▸ Natural-language object grounding data
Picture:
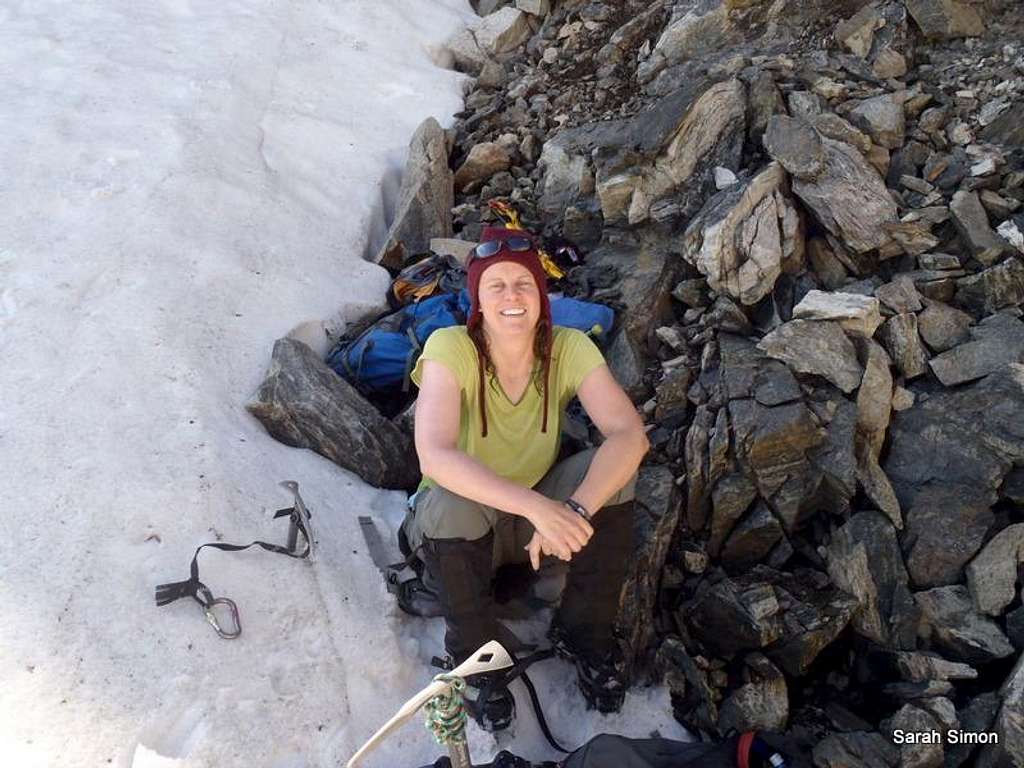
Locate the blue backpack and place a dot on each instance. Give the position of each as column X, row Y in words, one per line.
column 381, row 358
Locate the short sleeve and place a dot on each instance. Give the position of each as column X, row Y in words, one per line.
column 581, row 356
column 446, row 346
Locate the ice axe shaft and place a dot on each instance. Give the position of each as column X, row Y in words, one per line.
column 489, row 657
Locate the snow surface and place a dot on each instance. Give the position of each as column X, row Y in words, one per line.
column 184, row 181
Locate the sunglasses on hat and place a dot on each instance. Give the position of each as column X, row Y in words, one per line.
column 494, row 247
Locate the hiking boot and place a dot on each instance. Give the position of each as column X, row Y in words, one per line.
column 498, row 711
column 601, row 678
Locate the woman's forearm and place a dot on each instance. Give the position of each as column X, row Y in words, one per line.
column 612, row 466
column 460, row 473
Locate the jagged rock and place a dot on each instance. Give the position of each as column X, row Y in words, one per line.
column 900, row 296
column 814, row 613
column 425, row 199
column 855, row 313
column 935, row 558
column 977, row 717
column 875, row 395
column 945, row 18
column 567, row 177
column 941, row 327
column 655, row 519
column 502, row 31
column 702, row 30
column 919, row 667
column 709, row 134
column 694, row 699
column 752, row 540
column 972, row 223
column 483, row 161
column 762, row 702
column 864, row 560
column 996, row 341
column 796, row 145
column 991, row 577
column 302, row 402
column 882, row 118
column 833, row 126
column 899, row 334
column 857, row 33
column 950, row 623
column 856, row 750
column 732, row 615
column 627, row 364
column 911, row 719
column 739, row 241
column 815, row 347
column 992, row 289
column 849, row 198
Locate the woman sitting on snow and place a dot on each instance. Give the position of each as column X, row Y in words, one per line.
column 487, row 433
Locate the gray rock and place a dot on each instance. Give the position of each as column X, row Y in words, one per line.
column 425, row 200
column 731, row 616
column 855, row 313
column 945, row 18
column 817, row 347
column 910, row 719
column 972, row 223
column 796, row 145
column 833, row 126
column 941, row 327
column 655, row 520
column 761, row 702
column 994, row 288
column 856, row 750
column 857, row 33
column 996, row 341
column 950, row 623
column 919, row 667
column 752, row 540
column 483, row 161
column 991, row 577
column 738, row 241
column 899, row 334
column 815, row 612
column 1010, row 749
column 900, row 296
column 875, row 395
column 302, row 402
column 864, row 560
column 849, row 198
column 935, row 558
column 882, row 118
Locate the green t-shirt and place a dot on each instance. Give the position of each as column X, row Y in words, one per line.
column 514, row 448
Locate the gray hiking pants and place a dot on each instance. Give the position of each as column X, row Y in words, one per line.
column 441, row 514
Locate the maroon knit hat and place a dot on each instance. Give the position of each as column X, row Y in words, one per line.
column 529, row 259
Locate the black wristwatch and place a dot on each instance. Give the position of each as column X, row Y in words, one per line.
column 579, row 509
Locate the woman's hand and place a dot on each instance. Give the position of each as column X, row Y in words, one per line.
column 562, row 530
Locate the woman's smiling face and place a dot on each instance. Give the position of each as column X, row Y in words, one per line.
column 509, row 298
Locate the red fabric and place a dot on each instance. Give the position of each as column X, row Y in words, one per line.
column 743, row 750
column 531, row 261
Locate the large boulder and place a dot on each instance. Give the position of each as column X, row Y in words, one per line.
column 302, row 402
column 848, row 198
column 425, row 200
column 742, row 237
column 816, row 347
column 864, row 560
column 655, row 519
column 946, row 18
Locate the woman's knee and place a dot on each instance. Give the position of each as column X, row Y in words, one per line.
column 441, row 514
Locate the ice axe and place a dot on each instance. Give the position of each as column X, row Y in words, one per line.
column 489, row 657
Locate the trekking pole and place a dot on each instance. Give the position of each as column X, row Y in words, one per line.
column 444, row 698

▸ Directions for this task
Output the line holding "Locate the ice axe and", then every later line through the end of the records above, exactly as given and nothing else.

▸ Exercise solution
Locate the ice axe and place a dot on each instance. Give the position of each as column X, row Y in words, one per line.
column 489, row 657
Locate the trekking pole and place a dot on each instance. Give the position of each as column X, row Y in words, one per line.
column 444, row 698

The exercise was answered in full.